◆ Reading passage:
======
East-Central Europe on the Eve of EU Enlargement
Paper for the 1998 ISA Convention (Minneapolis MN, USA)
1. Integration and systemic changes
Hungary, Poland, and the Czech Republic may acquire full EU membership within some years. Their recent efforts on the way from association to accession are aimed at applying integration measures pertaining to their economic and social performance, policy, regulation and institutions. I thought it would be proper to present here a sketchy review of some similarities and some particulars of their foreign economy reorientation and internal transformation. Some comparative data are also appended to this text. The first data group on the Czech Republic, Hungary and Poland (I) consists of average long-term indicators and their annual change for the last couple of years. The second one (II) covers an intermediate period of 1991-1994, the third (III) – 1995. (II. and III. with data on Slovakia.)
The recent westward integration drive of the subregion is a logical corollary of systemic changes which began back in 1989. By this transition the nations in question started to acquire an integration compatibility with their Euro-atlantic partners. There are two levels of integration compatibility. The first one consists of steps that - from a general economic rationality viewpoint – long ago should have been introduced. The second level contains measures pertaining more specifically to EU regulations.
Steps toward the EU assume a respective drive for enlargement that was discussed on the Intergovernmental Conference.  Still after the Amsterdam summit in many respects a decisive attitude is yet to be adopted, but it is definitely acknowledged that the three nations are prepared for beginning talks about their EU accession. Enlargement will involve medium-term costs and lasting benefits both for the European Union EU and its new members, but the comparative weakness of the latter calls for EU assistance. As a matter of fact the recent fifth expansion deals with a zone of small and medium sized countries with less advanced economies than the EU average. Previous expansions also included some similar nations, but the recent one is the first to deal with several former East-block states. (German reunification was a special case.) Because of its scope and its diversity, it has to be preceded by more important changes than the previous ones.
======
◆ The request:
Answer these questions about the EU enlargement paper:
1. For which convention was it written?
2. What period does the second data group cover?
3. In what year did the systemic changes begin?
The records that follow come from a different source than the paper.
======
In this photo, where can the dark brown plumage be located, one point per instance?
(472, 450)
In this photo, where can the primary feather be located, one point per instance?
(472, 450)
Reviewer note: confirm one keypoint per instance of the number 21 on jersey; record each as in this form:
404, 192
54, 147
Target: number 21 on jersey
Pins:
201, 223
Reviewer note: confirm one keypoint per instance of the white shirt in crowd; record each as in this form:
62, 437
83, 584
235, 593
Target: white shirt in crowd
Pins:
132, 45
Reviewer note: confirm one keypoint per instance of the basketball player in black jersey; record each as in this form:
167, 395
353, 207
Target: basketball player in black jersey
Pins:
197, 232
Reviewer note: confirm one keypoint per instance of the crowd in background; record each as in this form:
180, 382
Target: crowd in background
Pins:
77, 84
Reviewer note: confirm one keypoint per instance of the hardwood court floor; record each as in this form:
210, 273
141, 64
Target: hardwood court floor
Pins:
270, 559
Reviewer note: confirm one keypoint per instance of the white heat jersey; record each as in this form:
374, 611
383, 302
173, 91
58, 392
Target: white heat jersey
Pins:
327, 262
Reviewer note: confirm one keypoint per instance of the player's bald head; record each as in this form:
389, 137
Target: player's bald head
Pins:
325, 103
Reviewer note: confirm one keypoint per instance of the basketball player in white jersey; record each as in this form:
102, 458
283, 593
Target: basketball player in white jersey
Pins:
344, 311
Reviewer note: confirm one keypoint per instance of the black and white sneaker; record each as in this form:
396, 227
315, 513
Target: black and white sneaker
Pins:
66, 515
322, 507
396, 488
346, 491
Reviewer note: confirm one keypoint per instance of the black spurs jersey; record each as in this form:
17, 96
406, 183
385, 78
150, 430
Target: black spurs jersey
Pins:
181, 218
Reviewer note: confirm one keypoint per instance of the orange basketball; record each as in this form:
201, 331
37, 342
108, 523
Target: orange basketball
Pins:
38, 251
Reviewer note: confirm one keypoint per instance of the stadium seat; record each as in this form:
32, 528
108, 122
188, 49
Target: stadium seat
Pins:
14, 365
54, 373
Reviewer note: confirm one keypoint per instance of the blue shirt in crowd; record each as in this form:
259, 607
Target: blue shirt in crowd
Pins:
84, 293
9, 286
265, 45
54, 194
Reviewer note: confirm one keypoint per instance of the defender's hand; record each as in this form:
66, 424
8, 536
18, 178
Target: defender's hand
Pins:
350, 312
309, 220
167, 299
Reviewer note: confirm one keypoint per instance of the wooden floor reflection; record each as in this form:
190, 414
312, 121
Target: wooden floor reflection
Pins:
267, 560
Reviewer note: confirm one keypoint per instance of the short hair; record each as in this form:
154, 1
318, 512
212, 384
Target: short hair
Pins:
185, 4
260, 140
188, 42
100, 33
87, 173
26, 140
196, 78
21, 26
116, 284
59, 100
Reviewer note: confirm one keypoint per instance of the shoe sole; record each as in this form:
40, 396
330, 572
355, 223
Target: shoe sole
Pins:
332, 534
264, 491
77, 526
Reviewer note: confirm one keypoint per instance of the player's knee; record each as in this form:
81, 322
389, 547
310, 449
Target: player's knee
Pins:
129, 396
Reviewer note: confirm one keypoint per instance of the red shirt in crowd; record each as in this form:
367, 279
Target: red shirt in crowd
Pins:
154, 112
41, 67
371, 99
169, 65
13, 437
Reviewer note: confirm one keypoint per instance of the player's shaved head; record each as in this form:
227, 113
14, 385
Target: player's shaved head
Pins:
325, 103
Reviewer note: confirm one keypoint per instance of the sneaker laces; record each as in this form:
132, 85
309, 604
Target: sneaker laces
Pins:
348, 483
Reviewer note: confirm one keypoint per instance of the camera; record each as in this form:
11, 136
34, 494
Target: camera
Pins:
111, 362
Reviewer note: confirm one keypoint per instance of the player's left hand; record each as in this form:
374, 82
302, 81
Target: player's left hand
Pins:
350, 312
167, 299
======
◆ The output:
1. The 1998 ISA Convention in Minneapolis, MN, USA
2. 1991-1994
3. 1989